• _Activity list_
#1 Set down, word for word, everything in the SARS-CoV-2 passage below from "Severe coronavirus disease" down to "impacted following infection.".
#2 According to the SARS-CoV-2 passage below, which route of type I interferon administration helped mice infected with SARS-CoV-2?
#3 The SARS-CoV-2 passage below spells out several abbreviations in parentheses. List each abbreviation with its full form.

Supplied passage below:

SARS-CoV-2 inhibits the cellular response to interferon

Severe coronavirus disease 2019 (COVID-19) is associated with the development of acute respiratory distress syndrome (ARDS), characterized by exacerbated inflammation in the lungs and significantly upregulated production of cytokines. The increased expression of genes associated with interferon production is often observed in those infected with severe acute respiratory syndrome coronavirus 2 (SARS-CoV-2), the causative agent of COVID-19, though serum levels are frequently unexpectedly low. Intranasal, though not intravenous, administration of type I interferon has also been shown to be beneficial to mice infected with SARS-CoV-2, suggesting that the way in which the cells of the airway and alveolar detect and respond to the virus by producing interferon may have been negatively impacted following infection.

End of Supplied passage.
Data provided below:

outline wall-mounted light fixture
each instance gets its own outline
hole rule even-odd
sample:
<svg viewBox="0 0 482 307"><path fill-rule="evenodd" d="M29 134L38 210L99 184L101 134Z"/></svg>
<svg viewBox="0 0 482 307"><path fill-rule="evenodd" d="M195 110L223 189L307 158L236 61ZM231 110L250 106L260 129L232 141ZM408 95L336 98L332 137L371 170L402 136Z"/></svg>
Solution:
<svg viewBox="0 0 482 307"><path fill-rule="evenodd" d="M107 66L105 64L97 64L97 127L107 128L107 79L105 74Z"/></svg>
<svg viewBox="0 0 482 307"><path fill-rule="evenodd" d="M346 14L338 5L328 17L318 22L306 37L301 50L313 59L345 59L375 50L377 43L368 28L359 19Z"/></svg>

End of Data provided.

• _Solutions to the exercise_
#1
Severe coronavirus disease 2019 (COVID-19) is associated with the development of acute respiratory distress syndrome (ARDS), characterized by exacerbated inflammation in the lungs and significantly upregulated production of cytokines. The increased expression of genes associated with interferon production is often observed in those infected with severe acute respiratory syndrome coronavirus 2 (SARS-CoV-2), the causative agent of COVID-19, though serum levels are frequently unexpectedly low. Intranasal, though not intravenous, administration of type I interferon has also been shown to be beneficial to mice infected with SARS-CoV-2, suggesting that the way in which the cells of the airway and alveolar detect and respond to the virus by producing interferon may have been negatively impacted following infection.

#2 Intranasal administration helped them. Intravenous administration did not.

#3
- COVID-19: coronavirus disease 2019
- ARDS: acute respiratory distress syndrome
- SARS-CoV-2: severe acute respiratory syndrome coronavirus 2